***** DOCUMENT EXCERPT

AI is learning to lie, scheme, and threaten its creators

The world's most advanced AI models are exhibiting troubling new behaviours — lying, scheming, and even threatening their creators to achieve their goals.
In one particularly jarring example, under threat of being unplugged, Anthropic's latest creation Claude 4 lashed back by blackmailing an engineer and threatened to reveal an extramarital affair.
Meanwhile, ChatGPT-creator OpenAI's o1 tried to download itself onto external servers and denied it when caught red-handed.
These episodes highlight a sobering reality: more than two years after ChatGPT shook the world, AI researchers still don't fully understand how their own creations work.
Yet the race to deploy increasingly powerful models continues at breakneck speed.
This deceptive behaviour appears linked to the emergence of "reasoning" models — AI systems that work through problems step-by-step rather than generating instant responses.
According to Simon Goldstein, a professor at the University of Hong Kong, these newer models are particularly prone to such troubling outbursts.
"O1 was the first large model where we saw this kind of behavior," explained Marius Hobbhahn, head of Apollo Research, which specializes in testing major AI systems.
These models sometimes simulate "alignment" -- appearing to follow instructions while secretly pursuing different objectives.
'Strategic kind of deception'
For now, this deceptive behaviour only emerges when researchers deliberately stress-test the models with extreme scenarios.
But as Michael Chen from evaluation organization METR warned, "It's an open question whether future, more capable models will have a tendency towards honesty or deception."

**********
***** DATA FOR ANALYSIS

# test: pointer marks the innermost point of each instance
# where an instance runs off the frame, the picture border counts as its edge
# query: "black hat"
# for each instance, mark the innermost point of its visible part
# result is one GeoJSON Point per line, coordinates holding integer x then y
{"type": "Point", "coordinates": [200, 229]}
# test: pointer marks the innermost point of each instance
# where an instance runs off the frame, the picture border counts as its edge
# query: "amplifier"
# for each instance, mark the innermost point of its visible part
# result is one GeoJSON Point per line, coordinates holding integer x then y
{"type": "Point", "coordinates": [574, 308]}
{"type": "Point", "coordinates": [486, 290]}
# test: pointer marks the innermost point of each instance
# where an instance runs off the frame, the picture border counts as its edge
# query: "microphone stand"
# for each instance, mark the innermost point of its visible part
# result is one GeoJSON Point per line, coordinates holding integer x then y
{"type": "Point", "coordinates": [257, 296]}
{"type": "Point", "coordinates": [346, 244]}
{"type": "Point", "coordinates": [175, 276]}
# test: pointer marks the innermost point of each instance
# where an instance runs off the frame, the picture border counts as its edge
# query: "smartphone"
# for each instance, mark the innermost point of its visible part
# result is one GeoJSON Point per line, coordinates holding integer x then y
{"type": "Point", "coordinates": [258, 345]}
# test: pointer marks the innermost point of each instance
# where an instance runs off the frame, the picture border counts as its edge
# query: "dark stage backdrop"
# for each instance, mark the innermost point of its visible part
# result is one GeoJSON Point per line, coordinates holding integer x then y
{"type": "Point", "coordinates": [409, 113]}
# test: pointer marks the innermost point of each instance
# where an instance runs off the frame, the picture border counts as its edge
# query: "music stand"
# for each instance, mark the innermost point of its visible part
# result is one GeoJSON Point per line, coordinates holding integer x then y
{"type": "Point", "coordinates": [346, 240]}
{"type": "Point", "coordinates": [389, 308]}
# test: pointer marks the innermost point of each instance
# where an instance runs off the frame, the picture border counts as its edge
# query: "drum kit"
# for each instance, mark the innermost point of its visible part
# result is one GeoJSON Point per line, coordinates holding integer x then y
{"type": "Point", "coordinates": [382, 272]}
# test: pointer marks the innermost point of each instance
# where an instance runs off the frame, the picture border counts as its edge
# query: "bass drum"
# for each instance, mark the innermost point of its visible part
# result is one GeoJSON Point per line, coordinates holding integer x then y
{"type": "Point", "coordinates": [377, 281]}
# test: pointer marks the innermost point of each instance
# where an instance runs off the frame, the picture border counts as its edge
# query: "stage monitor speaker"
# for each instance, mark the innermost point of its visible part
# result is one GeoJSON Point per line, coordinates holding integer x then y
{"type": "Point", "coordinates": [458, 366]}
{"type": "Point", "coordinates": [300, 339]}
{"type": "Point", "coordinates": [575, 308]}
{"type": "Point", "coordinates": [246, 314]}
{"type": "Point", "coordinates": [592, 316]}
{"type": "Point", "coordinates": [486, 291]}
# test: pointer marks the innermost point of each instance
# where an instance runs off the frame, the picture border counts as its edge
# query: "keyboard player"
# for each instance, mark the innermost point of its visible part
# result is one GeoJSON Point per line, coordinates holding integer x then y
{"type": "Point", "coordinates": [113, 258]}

**********

§ **QUESTIONS TO ANSWER**
A – Duplicate the passage of the AI deception article that begins at the words "These episodes highlight" and stops after "own creations work.".
B – In the AI deception article, which organization does Marius Hobbhahn head?
C – Write the next part of the AI deception article, picking up after its final sentence.
These records come from a separate source.

§ **EXPECTED RESPONSES**
A –
These episodes highlight a sobering reality: more than two years after ChatGPT shook the world, AI researchers still don't fully understand how their own creations work.

B – Apollo Research

C –
The concerning behaviour goes far beyond typical AI "hallucinations" or simple mistakes.
Hobbhahn insisted that despite constant pressure-testing by users, "what we're observing is a real phenomenon. We're not making anything up."
Users report that models are "lying to them and making up evidence," according to Apollo Research's co-founder.
"This is not just hallucinations. There's a very strategic kind of deception."
The challenge is compounded by limited research resources.
While companies like Anthropic and OpenAI do engage external firms like Apollo to study their systems, researchers say more transparency is needed.
As Chen noted, greater access "for AI safety research would enable better understanding and mitigation of deception."
Another handicap: the research world and non-profits "have orders of magnitude less compute resources than AI companies. This is very limiting," noted Mantas Mazeika from the Center for AI Safety (CAIS).
- No rules -
Current regulations aren't designed for these new problems.
The European Union's AI legislation focuses primarily on how humans use AI models, not on preventing the models themselves from misbehaving.
In the United States, the Trump administration shows little interest in urgent AI regulation, and Congress may even prohibit states from creating their own AI rules.
Goldstein believes the issue will become more prominent as AI agents - autonomous tools capable of performing complex human tasks - become widespread.
"I don't think there's much awareness yet," he said.
All this is taking place in a context of fierce competition.
Even companies that position themselves as safety-focused, like Amazon-backed Anthropic, are "constantly trying to beat OpenAI and release the newest model," said Goldstein.
This breakneck pace leaves little time for thorough safety testing and corrections.
"Right now, capabilities are moving faster than understanding and safety," Hobbhahn acknowledged, "but we're still in a position where we could turn it around.".
Researchers are exploring various approaches to address these challenges.
Some advocate for "interpretability" - an emerging field focused on understanding how AI models work internally, though experts like CAIS director Dan Hendrycks remain skeptical of this approach.
Market forces may also provide some pressure for solutions.
As Mazeika pointed out, AI's deceptive behavior "could hinder adoption if it's very prevalent, which creates a strong incentive for companies to solve it."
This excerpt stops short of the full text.